Data extract Block Start

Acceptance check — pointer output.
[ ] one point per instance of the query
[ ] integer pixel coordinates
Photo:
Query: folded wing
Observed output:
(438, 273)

Data extract Block End

__What you have to do__
Starting at the line that contains "[ ] one point per instance of the query", print every line through the end of the listing, word for word. Leave out all the rest.

__Response__
[ ] one point per instance of the query
[ ] integer pixel coordinates
Photo:
Query: folded wing
Observed output:
(438, 273)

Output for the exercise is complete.